----- Records supplied
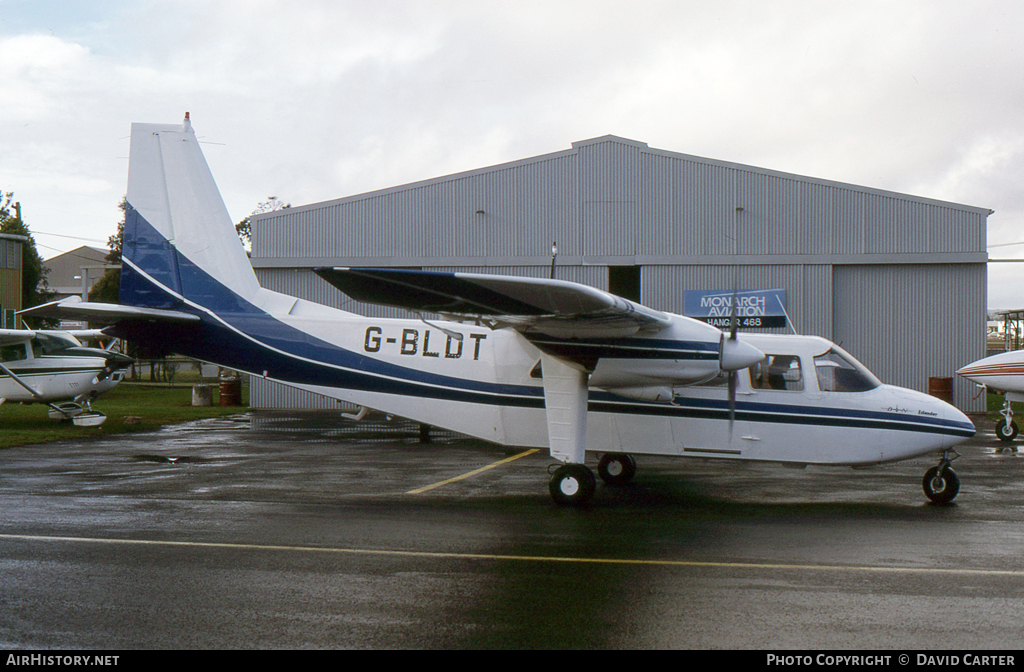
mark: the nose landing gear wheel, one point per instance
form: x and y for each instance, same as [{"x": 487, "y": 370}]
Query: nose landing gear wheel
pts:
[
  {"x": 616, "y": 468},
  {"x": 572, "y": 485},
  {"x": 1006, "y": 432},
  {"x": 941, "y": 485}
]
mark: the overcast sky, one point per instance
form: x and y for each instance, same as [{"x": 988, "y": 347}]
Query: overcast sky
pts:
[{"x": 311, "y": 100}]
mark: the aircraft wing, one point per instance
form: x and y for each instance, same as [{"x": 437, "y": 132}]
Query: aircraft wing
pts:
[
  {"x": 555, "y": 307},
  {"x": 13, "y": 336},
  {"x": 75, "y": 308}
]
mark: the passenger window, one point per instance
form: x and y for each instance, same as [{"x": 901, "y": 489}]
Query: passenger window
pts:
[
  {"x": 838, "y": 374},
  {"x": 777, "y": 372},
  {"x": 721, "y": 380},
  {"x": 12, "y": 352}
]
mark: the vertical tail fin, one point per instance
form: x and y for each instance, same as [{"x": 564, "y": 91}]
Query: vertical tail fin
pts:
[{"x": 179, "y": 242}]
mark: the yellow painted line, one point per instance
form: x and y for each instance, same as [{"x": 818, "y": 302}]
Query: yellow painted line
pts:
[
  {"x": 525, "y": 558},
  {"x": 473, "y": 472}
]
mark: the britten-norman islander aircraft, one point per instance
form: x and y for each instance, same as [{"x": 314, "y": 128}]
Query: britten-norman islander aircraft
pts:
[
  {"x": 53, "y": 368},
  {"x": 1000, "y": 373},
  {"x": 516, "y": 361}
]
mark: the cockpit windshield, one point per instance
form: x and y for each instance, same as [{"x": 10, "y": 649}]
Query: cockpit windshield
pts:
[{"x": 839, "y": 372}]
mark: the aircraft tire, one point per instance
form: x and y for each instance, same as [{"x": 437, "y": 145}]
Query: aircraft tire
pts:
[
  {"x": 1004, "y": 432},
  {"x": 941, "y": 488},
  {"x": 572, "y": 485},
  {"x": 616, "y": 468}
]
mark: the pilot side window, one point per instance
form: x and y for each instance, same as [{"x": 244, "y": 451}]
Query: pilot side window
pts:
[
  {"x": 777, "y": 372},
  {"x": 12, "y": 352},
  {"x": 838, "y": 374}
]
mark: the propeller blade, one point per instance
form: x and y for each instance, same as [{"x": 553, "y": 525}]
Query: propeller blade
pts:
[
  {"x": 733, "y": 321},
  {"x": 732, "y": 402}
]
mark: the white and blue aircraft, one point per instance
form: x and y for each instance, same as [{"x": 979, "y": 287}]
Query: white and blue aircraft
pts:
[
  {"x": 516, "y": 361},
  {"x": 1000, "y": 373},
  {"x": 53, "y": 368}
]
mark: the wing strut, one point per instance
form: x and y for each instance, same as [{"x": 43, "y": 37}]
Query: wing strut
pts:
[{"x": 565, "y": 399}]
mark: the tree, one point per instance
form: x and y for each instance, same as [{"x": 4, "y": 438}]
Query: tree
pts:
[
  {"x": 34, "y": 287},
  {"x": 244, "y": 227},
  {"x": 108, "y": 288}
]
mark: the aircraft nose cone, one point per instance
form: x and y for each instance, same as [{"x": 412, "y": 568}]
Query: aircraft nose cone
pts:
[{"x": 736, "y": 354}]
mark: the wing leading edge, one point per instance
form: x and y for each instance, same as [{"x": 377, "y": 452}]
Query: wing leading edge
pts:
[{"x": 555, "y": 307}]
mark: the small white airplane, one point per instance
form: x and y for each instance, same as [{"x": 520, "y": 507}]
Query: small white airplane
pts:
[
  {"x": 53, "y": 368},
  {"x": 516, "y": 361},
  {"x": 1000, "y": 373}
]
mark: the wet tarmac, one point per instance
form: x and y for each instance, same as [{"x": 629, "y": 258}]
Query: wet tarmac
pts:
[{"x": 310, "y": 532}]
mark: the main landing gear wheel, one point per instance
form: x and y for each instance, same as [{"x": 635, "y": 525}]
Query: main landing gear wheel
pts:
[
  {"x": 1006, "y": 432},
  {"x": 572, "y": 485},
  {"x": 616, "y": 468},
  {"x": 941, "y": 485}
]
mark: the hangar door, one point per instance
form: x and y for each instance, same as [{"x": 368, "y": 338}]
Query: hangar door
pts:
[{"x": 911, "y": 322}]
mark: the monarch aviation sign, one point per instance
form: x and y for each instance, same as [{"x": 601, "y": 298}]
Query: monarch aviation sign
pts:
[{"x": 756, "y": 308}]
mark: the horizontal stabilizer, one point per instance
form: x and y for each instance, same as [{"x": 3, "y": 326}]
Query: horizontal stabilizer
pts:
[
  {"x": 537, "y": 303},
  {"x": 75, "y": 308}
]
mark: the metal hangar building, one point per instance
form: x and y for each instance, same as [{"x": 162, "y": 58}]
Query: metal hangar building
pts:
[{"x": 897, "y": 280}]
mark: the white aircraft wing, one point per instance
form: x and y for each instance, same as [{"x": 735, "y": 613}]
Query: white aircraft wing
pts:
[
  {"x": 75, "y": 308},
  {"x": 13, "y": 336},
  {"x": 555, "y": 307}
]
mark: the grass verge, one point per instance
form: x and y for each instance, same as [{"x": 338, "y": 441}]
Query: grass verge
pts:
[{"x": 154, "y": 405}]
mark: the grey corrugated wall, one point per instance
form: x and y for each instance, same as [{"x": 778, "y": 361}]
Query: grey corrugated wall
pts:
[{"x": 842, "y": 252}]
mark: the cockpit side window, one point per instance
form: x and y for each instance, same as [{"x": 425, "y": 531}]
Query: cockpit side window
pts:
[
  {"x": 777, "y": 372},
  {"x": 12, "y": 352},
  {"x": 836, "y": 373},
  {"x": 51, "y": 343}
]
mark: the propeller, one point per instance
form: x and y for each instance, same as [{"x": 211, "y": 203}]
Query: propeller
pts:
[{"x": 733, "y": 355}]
----------
Quote exactly the line containing "mark: the main" and every later line through the end of the listing, and no other lines.

mark: the main landing gear wheel, one point per instance
form: x and y for each instance, same as [{"x": 635, "y": 525}]
Query: main landing gear wheel
pts:
[
  {"x": 1006, "y": 432},
  {"x": 572, "y": 485},
  {"x": 616, "y": 468},
  {"x": 941, "y": 485}
]
mark: the hangar door, one point per instance
form: x and y for each instance, same as [{"x": 368, "y": 338}]
Query: hangar door
pts:
[{"x": 911, "y": 322}]
mark: the monarch aviation sign, one point per instance
form: x and y for each instance, same as [{"x": 601, "y": 298}]
Query: monarch aviation sign
pts:
[{"x": 756, "y": 308}]
mark: the horizontal stabilizer, one point per instance
form: x and y for each instance, same as [{"x": 3, "y": 326}]
Query: horizontal stabilizer
pts:
[
  {"x": 537, "y": 303},
  {"x": 75, "y": 308}
]
mark: the metal hangar building, one point per instance
form: x and y for each instance, same as [{"x": 162, "y": 58}]
Query: metal hangar building
pts:
[{"x": 897, "y": 280}]
mark: the white aircraft wing, one point per instance
form: x and y for each instance, same as [{"x": 735, "y": 613}]
Query: white aircraft wing
pts:
[
  {"x": 75, "y": 308},
  {"x": 13, "y": 336},
  {"x": 555, "y": 307}
]
mark: the grass verge, one point per instance
form: x and y for each instance, same as [{"x": 338, "y": 441}]
Query: grass verge
pts:
[{"x": 154, "y": 405}]
mark: the grey corrugated wall, one point per instance
form: x and y for each instance, same as [{"x": 778, "y": 361}]
Query: grey corrugated wall
pts:
[{"x": 842, "y": 252}]
mark: the cockpit side window, one point per instance
form: x and y for each instance, same as [{"x": 425, "y": 531}]
Query: cockpit side window
pts:
[
  {"x": 777, "y": 372},
  {"x": 12, "y": 352},
  {"x": 836, "y": 373},
  {"x": 51, "y": 343}
]
mark: the propeller, one point per instance
form: x and y for each instance, same as [{"x": 211, "y": 203}]
Query: propeller
pts:
[{"x": 733, "y": 355}]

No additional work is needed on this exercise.